Downtime Last Night; Coping with outages on a shoestring budget

Anyone who tried to visit any of my sites last night, or send me email, probably noticed that I dropped off the face of the earth. I take my uptime pretty seriously - even with virtually no budget, about 10 minutes of UPS time, and everything hosted out of my basement. I’ve only had about a 6-hour block of downtime in the past 21 months, aside from that nothing externally visible except a few sub-3-minute hiccups. And the 6 hours was due to a major power outage that quickly overwhelmed my UPS. Without a generator, I can’t really blame anyone for that. Anyway, last night into this morning I had partial to full outages for about 12 hours. By far the most I’ve had since I literally ripped apart my entire infrastructure, moved it from shelves to a rack, and put it back together on the fly.

I’d like to apologize to the few people whose web sites or other services I host out of my house. On one hand, I think those few people are getting their money’s worth from their free hosting :) On the other hand I know how frustrating it can be, especially when you can’t even resolve DNS and my email is down. Rest assured that this situation deeply bothers me, and I’m already hard at work on plans to at least keep people (both the people I do hosting for and their visitors) informed if something like this should happen in the future.

» SET TASK 1
In the outage post, how much UPS time does the author have?
» SET TASK 2
Reproduce word for word the passage of the outage post starting at "Downtime Last Night;" and ending at "on the fly.".

[Position annotation data]
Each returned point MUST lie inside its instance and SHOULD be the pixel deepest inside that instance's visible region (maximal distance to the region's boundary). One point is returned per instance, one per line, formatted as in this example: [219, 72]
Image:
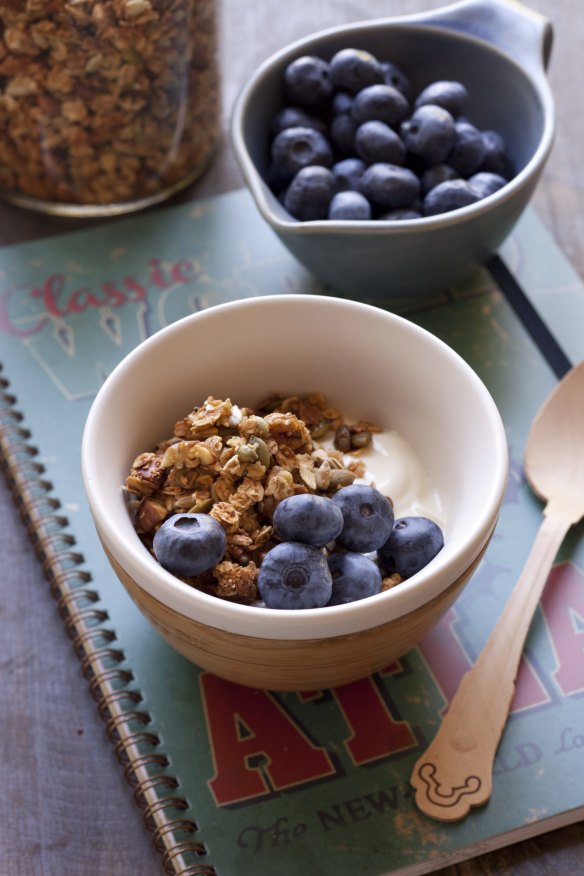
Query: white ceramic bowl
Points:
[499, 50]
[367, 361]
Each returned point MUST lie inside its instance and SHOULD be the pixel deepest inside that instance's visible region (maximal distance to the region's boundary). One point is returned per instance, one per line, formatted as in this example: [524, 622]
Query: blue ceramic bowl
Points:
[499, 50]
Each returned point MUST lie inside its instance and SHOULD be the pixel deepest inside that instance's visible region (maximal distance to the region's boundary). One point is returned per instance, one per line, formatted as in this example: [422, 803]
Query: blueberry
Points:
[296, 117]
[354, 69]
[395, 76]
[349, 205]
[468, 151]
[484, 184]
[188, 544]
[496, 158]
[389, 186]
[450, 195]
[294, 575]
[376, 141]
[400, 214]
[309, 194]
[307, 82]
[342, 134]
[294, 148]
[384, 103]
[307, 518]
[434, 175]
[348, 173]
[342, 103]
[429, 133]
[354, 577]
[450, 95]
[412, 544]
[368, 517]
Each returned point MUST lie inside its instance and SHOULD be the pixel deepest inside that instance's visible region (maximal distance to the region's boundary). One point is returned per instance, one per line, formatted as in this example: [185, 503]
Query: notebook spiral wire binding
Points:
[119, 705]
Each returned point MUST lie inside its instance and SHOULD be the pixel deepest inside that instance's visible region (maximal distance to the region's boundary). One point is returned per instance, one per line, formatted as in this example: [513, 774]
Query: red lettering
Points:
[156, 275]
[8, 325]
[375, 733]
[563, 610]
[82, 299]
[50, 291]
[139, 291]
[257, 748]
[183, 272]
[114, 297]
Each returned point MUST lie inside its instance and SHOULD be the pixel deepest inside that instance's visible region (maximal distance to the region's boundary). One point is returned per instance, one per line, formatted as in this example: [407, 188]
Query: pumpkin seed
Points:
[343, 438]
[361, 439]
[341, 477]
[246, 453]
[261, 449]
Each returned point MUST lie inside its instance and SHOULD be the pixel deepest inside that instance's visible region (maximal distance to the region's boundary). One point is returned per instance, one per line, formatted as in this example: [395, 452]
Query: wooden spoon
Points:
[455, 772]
...
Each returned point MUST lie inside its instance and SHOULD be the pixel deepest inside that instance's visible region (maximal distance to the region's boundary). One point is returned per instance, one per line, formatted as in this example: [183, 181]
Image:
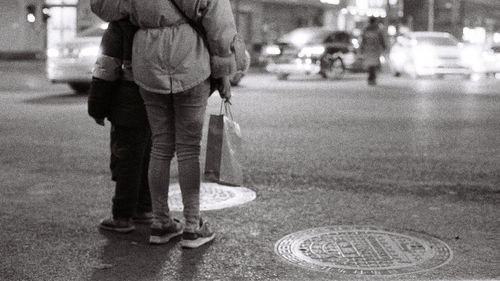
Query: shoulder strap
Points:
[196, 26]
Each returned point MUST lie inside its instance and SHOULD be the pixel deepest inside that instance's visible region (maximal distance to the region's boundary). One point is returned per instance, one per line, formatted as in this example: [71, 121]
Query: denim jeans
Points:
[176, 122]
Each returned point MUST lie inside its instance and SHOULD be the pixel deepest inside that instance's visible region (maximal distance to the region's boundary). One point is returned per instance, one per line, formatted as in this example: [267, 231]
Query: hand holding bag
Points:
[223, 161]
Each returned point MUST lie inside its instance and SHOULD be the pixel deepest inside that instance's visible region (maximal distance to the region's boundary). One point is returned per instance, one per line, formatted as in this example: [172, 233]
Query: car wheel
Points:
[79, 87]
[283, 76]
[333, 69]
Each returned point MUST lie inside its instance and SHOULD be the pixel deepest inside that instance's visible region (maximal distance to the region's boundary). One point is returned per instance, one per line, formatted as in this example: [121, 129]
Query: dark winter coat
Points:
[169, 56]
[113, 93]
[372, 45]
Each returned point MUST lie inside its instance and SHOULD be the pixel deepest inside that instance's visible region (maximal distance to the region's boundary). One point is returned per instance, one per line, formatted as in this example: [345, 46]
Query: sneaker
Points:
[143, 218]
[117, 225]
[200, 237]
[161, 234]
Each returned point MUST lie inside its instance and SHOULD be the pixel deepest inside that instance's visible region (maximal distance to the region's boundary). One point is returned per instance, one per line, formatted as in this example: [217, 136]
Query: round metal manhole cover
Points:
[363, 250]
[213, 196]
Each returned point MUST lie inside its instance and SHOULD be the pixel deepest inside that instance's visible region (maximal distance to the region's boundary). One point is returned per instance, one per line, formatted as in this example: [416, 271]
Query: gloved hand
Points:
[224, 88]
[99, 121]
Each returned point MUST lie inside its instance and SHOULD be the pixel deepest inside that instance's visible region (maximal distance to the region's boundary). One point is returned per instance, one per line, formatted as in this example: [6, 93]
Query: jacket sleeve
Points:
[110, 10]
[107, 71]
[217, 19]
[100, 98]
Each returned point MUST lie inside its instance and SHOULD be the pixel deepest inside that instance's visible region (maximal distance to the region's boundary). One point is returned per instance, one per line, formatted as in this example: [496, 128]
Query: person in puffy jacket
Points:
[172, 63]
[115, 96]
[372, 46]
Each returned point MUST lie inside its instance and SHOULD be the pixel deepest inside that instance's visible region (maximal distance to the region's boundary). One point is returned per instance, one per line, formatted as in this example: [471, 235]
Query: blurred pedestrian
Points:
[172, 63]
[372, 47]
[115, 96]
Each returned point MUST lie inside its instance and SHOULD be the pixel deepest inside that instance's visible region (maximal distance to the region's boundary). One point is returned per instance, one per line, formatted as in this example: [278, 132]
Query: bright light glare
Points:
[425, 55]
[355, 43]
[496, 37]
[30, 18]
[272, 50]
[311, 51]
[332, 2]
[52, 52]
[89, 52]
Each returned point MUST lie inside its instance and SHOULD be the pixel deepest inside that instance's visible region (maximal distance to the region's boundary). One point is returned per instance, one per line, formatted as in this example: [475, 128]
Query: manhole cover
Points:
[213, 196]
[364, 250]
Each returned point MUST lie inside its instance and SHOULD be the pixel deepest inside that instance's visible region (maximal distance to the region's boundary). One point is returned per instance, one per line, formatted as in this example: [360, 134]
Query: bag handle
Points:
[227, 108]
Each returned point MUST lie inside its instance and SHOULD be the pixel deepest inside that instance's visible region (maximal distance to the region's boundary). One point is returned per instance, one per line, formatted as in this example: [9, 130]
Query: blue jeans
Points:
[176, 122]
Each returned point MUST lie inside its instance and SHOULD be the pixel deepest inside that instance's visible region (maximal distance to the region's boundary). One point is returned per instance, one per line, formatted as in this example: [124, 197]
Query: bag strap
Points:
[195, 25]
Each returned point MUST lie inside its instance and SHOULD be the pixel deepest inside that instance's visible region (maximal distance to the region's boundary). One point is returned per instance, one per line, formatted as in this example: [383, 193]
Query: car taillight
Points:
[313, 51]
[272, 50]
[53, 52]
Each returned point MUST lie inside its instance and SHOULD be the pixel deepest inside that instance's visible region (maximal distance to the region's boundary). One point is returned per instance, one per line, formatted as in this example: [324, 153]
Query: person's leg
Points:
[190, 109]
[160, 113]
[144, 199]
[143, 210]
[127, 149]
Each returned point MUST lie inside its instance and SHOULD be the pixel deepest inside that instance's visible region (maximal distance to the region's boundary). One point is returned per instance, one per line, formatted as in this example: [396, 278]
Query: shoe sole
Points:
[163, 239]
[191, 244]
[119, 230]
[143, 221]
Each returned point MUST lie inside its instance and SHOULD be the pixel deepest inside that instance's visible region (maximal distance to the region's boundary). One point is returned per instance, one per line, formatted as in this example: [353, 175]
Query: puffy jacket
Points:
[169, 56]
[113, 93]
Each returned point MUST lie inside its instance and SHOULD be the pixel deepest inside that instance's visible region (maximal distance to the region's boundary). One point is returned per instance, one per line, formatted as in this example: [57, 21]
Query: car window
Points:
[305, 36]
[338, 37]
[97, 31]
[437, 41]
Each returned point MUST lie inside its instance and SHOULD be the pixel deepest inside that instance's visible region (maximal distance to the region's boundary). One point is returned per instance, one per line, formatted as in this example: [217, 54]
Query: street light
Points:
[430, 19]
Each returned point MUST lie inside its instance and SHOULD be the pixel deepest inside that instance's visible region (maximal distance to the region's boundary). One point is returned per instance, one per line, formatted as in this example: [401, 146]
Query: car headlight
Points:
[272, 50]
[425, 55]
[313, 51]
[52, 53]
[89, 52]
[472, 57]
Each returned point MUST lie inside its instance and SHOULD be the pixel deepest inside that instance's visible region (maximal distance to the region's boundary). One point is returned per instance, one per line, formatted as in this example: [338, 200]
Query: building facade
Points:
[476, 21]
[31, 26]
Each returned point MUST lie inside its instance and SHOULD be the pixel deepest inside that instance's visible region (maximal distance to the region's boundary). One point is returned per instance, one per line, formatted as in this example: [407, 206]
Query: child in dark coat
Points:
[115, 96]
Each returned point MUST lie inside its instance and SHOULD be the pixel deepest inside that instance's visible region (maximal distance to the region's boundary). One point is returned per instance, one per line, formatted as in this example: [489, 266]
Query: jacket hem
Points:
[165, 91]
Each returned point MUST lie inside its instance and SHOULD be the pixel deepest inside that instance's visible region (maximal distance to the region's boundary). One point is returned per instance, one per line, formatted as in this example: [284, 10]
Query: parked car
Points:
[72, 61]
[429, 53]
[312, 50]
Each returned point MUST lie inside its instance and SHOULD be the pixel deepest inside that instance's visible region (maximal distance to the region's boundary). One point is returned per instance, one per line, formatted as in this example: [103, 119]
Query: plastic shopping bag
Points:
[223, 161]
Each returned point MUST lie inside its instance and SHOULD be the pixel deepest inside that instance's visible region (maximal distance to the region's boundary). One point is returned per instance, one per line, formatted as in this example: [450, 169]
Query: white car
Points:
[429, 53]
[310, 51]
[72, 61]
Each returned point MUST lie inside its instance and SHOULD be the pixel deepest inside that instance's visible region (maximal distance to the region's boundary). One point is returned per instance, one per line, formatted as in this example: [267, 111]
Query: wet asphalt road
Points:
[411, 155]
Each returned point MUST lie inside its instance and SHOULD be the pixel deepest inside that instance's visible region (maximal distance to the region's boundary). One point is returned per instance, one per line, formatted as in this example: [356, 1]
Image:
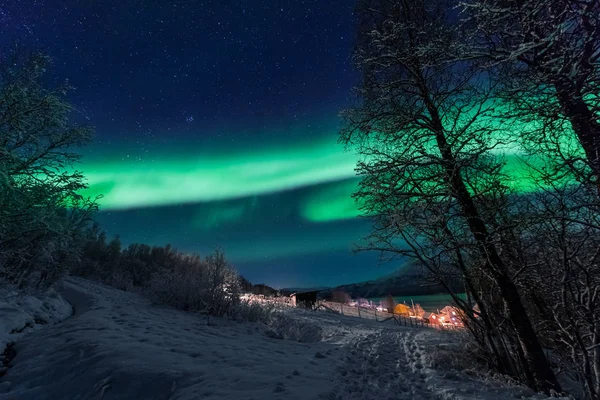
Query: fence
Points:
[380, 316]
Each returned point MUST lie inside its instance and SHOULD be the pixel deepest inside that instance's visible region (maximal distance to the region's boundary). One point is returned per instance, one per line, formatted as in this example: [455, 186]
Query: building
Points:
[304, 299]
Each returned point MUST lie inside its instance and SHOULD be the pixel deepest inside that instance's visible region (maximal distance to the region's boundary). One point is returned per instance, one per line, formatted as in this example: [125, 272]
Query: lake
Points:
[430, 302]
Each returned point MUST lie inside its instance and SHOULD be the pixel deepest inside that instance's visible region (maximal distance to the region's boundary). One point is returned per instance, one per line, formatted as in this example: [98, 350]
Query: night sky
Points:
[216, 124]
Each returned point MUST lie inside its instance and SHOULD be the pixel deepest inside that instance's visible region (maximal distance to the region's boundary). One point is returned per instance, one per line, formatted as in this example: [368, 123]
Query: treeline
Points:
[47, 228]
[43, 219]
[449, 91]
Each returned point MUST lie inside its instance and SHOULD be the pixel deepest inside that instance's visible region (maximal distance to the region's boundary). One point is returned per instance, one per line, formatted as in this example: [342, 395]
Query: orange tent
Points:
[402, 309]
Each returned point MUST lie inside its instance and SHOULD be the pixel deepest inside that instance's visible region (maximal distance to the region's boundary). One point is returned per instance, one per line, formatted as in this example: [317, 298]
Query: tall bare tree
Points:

» TASK ANSWER 1
About 10 minutes.

» TASK ANSWER 2
Downtime Last Night; Coping with outages on a shoestring budget

Anyone who tried to visit any of my sites last night, or send me email, probably noticed that I dropped off the face of the earth. I take my uptime pretty seriously - even with virtually no budget, about 10 minutes of UPS time, and everything hosted out of my basement. I’ve only had about a 6-hour block of downtime in the past 21 months, aside from that nothing externally visible except a few sub-3-minute hiccups. And the 6 hours was due to a major power outage that quickly overwhelmed my UPS. Without a generator, I can’t really blame anyone for that. Anyway, last night into this morning I had partial to full outages for about 12 hours. By far the most I’ve had since I literally ripped apart my entire infrastructure, moved it from shelves to a rack, and put it back together on the fly.